• **Passage to read**:
=== Begin Enclosure ===

Rebecca Sapp/Getty Images for Alex's Lemonade

I am in the studio over the next few months writing new material for a duets album with all female artists. ... I just look back at my career, and the duets I have recorded have been magical. They have always been a centerpiece of whatever album I was working on at the time. I’ve had great commercial success with duets, so I thought, I should do an entire album of duets. And I’m finally doing it. Hopefully I can have it wrapped up in the next six months.

Raising daughters, what have you learned by sometimes being the only male in the room?

A lot, incredibly. When you are surrounded by women — and I have been surrounded by women my whole life — I have four sisters; I have three daughters — my oldest daughter, India, is 31 — and what I learned: As men, we need to do a lot more listening to women. Because from an emotional perspective, women are pretty much nine times out of 10 closer to figuring out the emotional puzzle of any given situation than men are.  Men just want to find the answer, and it’s not always about finding the answer. It’s about marinating in the issue. First, to discover different perspectives and to have a deeper understanding. You can learn a lot being around women if you just shut up, stop trying to fix everything and listen.

=== End Enclosure ===

• **Study questions**:
[1] Please repeat the part of the interview excerpt that begins at the words "Rebecca Sapp/Getty Images" and stops after the words "next six months.".
[2] According to the last sentence of the interview excerpt, what actions let you learn a lot from being around women? List them all.

• **Image-grounded pointing data**:

=== Begin Enclosure ===

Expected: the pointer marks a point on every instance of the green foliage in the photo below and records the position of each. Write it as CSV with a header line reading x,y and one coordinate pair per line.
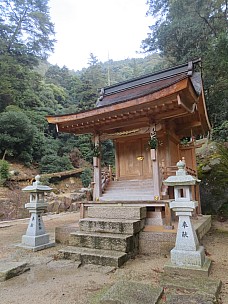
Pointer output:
x,y
54,163
221,132
86,177
16,133
4,171
25,27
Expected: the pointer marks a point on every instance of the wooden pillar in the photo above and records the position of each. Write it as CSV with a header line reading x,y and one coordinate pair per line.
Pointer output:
x,y
155,167
97,173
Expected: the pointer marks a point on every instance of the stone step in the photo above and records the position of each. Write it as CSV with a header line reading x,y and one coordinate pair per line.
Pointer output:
x,y
117,212
128,189
122,226
94,256
130,186
106,241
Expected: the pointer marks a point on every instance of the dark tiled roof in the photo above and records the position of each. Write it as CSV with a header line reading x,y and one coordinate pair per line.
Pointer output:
x,y
147,84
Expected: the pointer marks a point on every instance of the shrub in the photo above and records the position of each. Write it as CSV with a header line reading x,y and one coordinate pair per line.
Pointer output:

=== End Enclosure ===

• **List of answers**:
[1]
Rebecca Sapp/Getty Images for Alex's Lemonade

I am in the studio over the next few months writing new material for a duets album with all female artists. ... I just look back at my career, and the duets I have recorded have been magical. They have always been a centerpiece of whatever album I was working on at the time. I’ve had great commercial success with duets, so I thought, I should do an entire album of duets. And I’m finally doing it. Hopefully I can have it wrapped up in the next six months.

[2]
- Shut up
- Stop trying to fix everything
- Listen